Well, jack kelly, creator of note to self, requests the displeasure of your company for "owl jowl jewelry," this week's collection of 5 cent comics, starting with a comic about jack kelly's feeble attempts at commiseration. Honestly, I've seen Nexus-6's with more empathy than jack kelly. The last time I saw someone so cold and robotic crash and burn while attempting to emulate human behavior, I was watching Olivia Munn butcher a Daily Show segment.
This comic is particularly offensive, jack kelly. What right do you have to criticize Yale's interminable truffle-hunting-pig-esque money-scrounging, particularly from alumni who are buried in debt? Don't you think they wouldn't charge students tuition if they could afford it? Yes, they have literally billions of dollars, and they have both millionaires and billionaires in alumni classes as young as our year.
And even though you were on financial aid and could barely even exist on the same campus as kids who literally blew more money on one weekend of drinking than you would ever see in a year of disposable income; kids who never had to spend endless hours upon hours sprinting between the libraries and physical and online book stores to hunt down the rattiest used books available before heading out to a seminar where their classmates all had pristine copies of the books sitting neatly before them; kids who have no concept of the difference between want and need and will only ever continue to distance themselves from what it means to yearn so painfully for a given end but have no means of ever obtaining it--even though you had to exist among those kids, while your beloved university callously charged you money you didn't, don't, and won't have for a good long while, you have no right to complain when they come to you and ask for donations.

-- Data lines --
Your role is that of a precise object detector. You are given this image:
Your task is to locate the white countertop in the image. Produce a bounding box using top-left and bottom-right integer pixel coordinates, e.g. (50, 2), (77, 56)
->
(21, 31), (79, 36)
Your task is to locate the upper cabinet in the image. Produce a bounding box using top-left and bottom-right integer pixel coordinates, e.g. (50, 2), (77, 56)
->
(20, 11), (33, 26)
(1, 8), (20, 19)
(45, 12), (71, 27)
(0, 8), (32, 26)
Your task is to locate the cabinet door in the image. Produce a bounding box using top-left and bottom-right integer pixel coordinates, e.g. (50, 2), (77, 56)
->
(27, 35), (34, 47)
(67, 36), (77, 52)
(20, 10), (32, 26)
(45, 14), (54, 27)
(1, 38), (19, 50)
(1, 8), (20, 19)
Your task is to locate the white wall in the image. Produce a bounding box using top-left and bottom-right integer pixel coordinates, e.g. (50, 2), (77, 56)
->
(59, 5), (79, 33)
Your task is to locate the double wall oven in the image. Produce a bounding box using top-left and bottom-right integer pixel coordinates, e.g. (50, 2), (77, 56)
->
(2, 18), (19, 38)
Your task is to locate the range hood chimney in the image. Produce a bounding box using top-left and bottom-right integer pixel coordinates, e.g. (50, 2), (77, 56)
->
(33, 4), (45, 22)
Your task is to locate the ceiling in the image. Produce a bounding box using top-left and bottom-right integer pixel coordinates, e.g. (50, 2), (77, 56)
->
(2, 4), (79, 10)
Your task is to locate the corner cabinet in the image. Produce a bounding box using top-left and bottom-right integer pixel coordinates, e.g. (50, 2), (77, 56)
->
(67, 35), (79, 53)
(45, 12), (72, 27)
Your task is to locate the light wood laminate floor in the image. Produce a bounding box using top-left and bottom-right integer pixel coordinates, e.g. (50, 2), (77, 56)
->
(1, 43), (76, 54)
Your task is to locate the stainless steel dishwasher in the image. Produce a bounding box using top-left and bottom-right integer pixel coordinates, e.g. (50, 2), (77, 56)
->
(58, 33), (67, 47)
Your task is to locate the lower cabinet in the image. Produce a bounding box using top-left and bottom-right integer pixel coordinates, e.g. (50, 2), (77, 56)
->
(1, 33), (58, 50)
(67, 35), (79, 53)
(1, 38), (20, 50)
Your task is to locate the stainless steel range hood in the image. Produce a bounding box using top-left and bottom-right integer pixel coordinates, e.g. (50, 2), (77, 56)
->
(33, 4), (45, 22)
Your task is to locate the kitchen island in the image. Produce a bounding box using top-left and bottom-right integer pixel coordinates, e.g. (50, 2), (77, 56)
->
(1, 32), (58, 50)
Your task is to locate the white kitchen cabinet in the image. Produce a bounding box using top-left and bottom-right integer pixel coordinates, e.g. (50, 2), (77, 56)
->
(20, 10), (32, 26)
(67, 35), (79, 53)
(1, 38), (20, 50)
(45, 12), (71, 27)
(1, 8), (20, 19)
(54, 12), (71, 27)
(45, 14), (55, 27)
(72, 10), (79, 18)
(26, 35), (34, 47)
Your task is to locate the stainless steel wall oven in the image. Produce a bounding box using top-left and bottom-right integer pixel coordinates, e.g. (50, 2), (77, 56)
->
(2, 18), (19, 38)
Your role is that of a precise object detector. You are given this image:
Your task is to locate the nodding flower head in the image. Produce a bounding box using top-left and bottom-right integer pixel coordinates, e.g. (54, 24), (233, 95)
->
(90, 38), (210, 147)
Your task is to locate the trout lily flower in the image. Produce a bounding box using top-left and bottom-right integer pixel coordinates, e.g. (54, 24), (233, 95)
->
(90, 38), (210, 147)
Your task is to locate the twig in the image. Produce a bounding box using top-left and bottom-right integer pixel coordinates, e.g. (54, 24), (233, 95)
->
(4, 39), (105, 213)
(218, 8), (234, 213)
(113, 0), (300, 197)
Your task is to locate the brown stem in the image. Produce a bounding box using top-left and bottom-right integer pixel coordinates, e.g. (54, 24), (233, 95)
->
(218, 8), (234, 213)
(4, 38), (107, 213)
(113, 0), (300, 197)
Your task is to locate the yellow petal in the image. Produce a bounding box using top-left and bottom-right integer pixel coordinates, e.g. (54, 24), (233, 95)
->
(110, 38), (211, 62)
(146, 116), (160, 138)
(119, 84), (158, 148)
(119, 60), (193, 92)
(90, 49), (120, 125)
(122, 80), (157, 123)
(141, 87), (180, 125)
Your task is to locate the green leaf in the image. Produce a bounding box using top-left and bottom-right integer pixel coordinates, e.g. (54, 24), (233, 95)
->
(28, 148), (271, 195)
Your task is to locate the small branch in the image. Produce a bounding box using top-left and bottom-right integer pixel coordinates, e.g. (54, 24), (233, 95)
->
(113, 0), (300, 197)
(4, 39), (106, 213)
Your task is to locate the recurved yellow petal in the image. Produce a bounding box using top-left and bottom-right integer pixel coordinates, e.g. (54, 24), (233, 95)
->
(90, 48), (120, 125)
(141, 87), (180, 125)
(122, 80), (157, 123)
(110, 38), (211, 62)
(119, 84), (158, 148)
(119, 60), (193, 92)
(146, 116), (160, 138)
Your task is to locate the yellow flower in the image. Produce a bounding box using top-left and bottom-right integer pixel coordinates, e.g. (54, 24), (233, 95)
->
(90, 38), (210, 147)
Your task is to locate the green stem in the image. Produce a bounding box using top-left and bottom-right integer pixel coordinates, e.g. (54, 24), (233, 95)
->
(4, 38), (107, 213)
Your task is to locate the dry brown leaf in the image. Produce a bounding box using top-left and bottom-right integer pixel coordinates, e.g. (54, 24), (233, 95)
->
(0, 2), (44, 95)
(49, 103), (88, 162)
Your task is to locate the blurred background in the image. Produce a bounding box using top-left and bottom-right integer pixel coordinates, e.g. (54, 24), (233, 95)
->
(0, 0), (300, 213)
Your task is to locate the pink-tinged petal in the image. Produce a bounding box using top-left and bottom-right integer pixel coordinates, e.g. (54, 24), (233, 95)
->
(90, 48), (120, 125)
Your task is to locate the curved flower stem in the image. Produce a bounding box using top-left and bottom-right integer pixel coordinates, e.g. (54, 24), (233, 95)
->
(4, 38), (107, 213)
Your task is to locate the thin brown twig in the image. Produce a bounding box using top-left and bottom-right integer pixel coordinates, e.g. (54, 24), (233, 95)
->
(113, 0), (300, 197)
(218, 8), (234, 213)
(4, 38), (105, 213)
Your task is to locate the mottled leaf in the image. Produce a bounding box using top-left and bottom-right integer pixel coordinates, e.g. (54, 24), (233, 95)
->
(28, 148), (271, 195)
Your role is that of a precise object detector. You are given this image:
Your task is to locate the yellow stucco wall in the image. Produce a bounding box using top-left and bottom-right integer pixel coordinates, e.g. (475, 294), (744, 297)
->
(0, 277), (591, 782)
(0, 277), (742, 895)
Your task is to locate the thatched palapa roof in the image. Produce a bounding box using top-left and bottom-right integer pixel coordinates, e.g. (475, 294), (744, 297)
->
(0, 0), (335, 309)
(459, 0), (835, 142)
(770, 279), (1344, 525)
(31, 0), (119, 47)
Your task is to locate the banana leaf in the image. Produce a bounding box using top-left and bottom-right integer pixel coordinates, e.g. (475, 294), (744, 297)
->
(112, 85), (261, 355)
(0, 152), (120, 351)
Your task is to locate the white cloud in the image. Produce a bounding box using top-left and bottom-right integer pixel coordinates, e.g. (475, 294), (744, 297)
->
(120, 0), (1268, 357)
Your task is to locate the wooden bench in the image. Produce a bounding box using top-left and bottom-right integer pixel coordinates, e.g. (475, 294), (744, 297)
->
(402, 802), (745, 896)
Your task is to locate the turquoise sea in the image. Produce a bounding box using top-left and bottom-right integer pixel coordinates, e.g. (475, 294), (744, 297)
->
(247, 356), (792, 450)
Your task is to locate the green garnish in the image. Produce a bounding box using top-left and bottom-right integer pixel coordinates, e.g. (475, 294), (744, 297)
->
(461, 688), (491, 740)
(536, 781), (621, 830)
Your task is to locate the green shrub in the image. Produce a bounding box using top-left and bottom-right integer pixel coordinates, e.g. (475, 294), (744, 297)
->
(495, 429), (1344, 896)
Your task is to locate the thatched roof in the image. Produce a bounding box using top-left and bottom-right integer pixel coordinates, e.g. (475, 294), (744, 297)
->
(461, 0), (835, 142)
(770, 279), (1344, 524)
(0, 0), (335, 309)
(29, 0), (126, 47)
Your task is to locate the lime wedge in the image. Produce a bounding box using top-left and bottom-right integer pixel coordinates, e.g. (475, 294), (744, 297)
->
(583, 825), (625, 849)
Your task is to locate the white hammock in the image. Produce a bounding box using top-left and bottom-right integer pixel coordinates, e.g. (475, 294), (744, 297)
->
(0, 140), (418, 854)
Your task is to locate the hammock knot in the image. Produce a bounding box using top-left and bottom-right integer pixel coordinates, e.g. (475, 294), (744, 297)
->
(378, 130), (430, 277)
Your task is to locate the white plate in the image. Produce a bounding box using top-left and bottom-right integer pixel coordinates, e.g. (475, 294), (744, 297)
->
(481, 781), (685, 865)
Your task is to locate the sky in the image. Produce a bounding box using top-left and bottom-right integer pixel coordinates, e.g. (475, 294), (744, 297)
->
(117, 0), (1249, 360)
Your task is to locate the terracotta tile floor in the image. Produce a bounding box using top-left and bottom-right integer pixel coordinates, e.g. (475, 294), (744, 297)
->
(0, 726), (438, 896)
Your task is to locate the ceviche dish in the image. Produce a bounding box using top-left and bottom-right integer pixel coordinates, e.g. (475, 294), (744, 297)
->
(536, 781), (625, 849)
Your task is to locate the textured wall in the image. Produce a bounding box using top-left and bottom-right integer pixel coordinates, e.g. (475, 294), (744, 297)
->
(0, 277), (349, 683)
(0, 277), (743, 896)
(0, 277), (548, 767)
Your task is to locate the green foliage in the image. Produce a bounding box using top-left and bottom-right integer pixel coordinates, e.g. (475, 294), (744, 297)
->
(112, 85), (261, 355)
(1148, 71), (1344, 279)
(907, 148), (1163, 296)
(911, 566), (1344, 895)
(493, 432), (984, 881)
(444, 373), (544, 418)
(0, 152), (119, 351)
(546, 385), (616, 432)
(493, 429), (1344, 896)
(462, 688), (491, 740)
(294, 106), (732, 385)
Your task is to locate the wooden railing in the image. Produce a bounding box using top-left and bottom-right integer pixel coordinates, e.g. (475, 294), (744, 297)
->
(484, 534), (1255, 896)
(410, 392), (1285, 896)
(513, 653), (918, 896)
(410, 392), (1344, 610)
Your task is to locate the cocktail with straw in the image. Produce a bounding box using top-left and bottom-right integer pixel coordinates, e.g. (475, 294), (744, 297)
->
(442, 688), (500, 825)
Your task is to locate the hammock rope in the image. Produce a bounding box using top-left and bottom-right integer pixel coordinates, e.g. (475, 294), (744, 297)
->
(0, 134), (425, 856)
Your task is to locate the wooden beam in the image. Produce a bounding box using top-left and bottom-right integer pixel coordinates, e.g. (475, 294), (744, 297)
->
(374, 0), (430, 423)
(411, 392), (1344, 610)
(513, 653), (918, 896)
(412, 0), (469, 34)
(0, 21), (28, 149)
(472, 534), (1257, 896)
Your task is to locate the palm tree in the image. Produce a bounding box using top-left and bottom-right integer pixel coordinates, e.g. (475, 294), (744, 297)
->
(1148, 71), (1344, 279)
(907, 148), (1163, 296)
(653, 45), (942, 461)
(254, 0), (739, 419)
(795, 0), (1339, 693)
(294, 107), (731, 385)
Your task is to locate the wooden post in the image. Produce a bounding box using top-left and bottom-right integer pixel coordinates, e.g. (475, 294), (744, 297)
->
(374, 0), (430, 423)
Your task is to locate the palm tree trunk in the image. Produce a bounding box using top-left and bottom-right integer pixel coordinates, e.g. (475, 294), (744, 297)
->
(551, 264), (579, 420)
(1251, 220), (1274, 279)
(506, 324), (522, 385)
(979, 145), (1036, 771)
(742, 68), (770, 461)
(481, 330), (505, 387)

-- Exercise prompt --
Carry on the review of jack kelly's comics after its last sentence, keeping the same voice.

-- Output of the exercise --
They gave you the four best years of your life, remember, you ungrateful, selfish scumbag? How do you sleep at night, jack kelly? No, seriously, how do you do it? You look really uncomfortable on that dirty, bare, spring-punctured mattress. You know, the one crusting over with the decayed exoskeletons of incessant insects on the floor over there? Yeah, that's the one.
Way to represent, jack kelly. I can only assume this is more of your thinly-veiled racial self-hatred. How about you take some Chicano studies before you start mouthing off about a trait you were born into and that is just as incidental as your hair color or cuticle lengths, or whether your fingertips have loops or whorls, traits which obviously must define every ounce of your being by the very nature of their existence. What I'm trying to say, jack kelly, is that if you steal my poncho and comically large sombrero again, I'ma cut joo good, homes, eh?
Oh, jack kelly, you insensitive jerk, how dare you try to attempt anything but your crass brand of uninformed, emotionally unavailable "comedy"? Do you think using loaded language and painfully raw artwork is in any way conducive to greater understanding of vastly grander conceptual assertions? Who do you think you are, Scott McCloud?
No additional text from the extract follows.